# DOCUMENT TEXT

Content starts

An emergency order from Moscow Mayor Bill Lambert shuttering gyms, tattoo parlors, barber shops and salons and banning gatherings of more than 10 people has been extended until at least May 5 in a bid to slow the spread of the new coronavirus.

The Moscow City Council voted unanimously to extend the order, which was initially slated to last seven days, in an emergency meeting Thursday. Lambert issued the initial order Tuesday.

Childcare facilities and services are not affected by this order.

“For my part, recognizing that this is having major detrimental effects on small businesses, their owners and their employees, I think our greater responsibility is to the health and safety of the citizens of town,” Councilor Art Bettge said.

Councilor Gina Taruscio said she agrees with the order and extension, but was quick to point out that the city has not abandoned its small businesses and continues to investigate ways to support them through the closures. She said some on the council are themselves business owners and noted many, including the local restaurant community, have been supportive of such moves.

“It is still, and remains, the right thing to do to keep us all healthy because if we don’t have that, we don’t have anything else either,” Taruscio said. “So I support the extension, but know that we are all aware and are working every minute of the day trying to figure out how to minimize the effects to individuals and businesses at the same time.”

Tuesday’s order followed an order issued March 20 banning large gatherings, as well as dine-in service at restaurants and bars. That order was also extended to May 5 as was Lambert’s original emergency declaration which was issued March 16.

Content ends

# TASK BRIEF
Rewrite the Moscow emergency order article, starting at "The Moscow City" and ending at "initial order Tuesday.", with "unanimously" changed to "narrowly".

# DATASET CONTENT
Content starts

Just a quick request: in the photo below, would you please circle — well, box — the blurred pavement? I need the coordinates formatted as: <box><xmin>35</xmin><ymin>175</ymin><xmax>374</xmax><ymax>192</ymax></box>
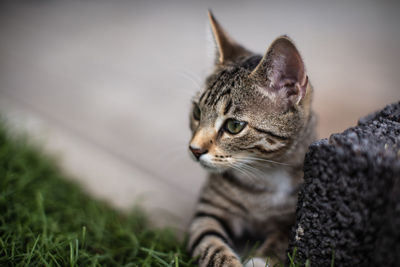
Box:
<box><xmin>0</xmin><ymin>1</ymin><xmax>400</xmax><ymax>230</ymax></box>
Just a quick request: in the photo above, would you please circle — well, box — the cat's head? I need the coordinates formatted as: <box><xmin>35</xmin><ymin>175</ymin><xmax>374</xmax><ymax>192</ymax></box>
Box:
<box><xmin>189</xmin><ymin>13</ymin><xmax>312</xmax><ymax>171</ymax></box>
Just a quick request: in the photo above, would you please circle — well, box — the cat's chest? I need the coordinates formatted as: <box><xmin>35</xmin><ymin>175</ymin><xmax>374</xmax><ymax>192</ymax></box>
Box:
<box><xmin>247</xmin><ymin>170</ymin><xmax>297</xmax><ymax>219</ymax></box>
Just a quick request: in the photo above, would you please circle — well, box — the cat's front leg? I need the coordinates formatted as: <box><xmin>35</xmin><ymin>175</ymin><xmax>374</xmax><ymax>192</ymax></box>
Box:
<box><xmin>256</xmin><ymin>231</ymin><xmax>289</xmax><ymax>266</ymax></box>
<box><xmin>188</xmin><ymin>213</ymin><xmax>242</xmax><ymax>267</ymax></box>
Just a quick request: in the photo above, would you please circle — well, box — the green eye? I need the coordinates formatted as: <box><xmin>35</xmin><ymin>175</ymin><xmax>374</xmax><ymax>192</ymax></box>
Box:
<box><xmin>224</xmin><ymin>119</ymin><xmax>247</xmax><ymax>134</ymax></box>
<box><xmin>193</xmin><ymin>104</ymin><xmax>201</xmax><ymax>121</ymax></box>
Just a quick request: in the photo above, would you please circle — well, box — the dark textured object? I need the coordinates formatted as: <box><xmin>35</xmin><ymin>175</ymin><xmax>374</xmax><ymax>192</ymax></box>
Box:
<box><xmin>288</xmin><ymin>102</ymin><xmax>400</xmax><ymax>266</ymax></box>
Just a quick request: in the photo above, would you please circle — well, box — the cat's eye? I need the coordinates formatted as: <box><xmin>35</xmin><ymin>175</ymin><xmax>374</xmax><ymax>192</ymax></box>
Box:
<box><xmin>193</xmin><ymin>104</ymin><xmax>201</xmax><ymax>121</ymax></box>
<box><xmin>224</xmin><ymin>119</ymin><xmax>247</xmax><ymax>134</ymax></box>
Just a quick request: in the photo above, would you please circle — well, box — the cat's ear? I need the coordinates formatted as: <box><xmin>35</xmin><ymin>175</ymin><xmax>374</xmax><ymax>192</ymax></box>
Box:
<box><xmin>208</xmin><ymin>10</ymin><xmax>249</xmax><ymax>65</ymax></box>
<box><xmin>250</xmin><ymin>36</ymin><xmax>308</xmax><ymax>106</ymax></box>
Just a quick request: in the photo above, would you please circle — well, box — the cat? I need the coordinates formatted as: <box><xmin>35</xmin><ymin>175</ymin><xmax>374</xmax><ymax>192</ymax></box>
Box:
<box><xmin>188</xmin><ymin>11</ymin><xmax>316</xmax><ymax>266</ymax></box>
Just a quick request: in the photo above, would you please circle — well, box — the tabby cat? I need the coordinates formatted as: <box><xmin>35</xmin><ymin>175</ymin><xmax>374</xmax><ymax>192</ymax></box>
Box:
<box><xmin>188</xmin><ymin>12</ymin><xmax>315</xmax><ymax>266</ymax></box>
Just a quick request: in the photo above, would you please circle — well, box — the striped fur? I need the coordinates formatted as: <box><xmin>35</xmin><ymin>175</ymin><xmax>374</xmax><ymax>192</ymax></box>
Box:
<box><xmin>188</xmin><ymin>11</ymin><xmax>315</xmax><ymax>266</ymax></box>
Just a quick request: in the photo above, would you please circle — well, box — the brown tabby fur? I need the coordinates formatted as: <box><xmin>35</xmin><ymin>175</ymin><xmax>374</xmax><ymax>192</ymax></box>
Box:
<box><xmin>188</xmin><ymin>13</ymin><xmax>315</xmax><ymax>266</ymax></box>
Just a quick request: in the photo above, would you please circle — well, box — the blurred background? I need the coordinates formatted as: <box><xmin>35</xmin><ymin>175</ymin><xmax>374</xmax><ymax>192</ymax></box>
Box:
<box><xmin>0</xmin><ymin>0</ymin><xmax>400</xmax><ymax>230</ymax></box>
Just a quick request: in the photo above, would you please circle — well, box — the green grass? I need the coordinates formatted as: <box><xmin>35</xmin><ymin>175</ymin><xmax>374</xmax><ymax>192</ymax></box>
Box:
<box><xmin>0</xmin><ymin>122</ymin><xmax>194</xmax><ymax>267</ymax></box>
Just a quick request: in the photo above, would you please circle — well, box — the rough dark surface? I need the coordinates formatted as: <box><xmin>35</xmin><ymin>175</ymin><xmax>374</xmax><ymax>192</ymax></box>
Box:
<box><xmin>288</xmin><ymin>102</ymin><xmax>400</xmax><ymax>266</ymax></box>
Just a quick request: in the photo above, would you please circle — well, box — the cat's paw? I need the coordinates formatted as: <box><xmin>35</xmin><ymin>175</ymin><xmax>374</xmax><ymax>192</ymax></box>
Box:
<box><xmin>244</xmin><ymin>257</ymin><xmax>270</xmax><ymax>267</ymax></box>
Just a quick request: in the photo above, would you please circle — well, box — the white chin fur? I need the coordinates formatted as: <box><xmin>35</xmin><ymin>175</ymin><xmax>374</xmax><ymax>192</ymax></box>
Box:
<box><xmin>199</xmin><ymin>154</ymin><xmax>226</xmax><ymax>173</ymax></box>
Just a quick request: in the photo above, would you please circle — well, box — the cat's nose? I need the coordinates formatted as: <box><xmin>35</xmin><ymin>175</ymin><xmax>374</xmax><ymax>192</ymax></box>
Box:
<box><xmin>189</xmin><ymin>145</ymin><xmax>208</xmax><ymax>159</ymax></box>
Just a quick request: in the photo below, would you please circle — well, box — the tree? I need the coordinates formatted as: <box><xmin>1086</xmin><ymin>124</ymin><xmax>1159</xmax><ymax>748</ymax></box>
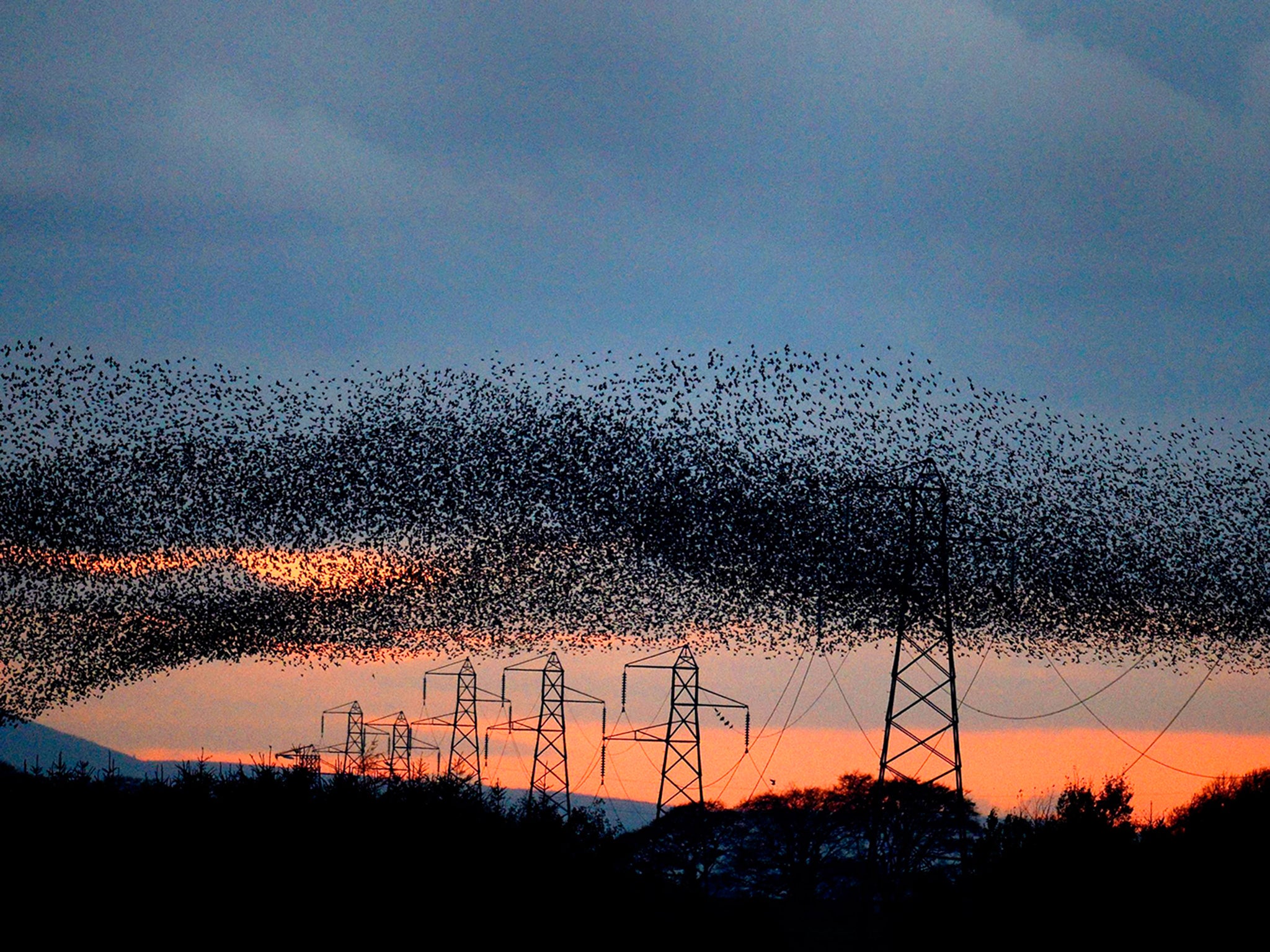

Content ends

# OUTPUT FOR THIS TASK
The Moscow City Council voted narrowly to extend the order, which was initially slated to last seven days, in an emergency meeting Thursday. Lambert issued the initial order Tuesday.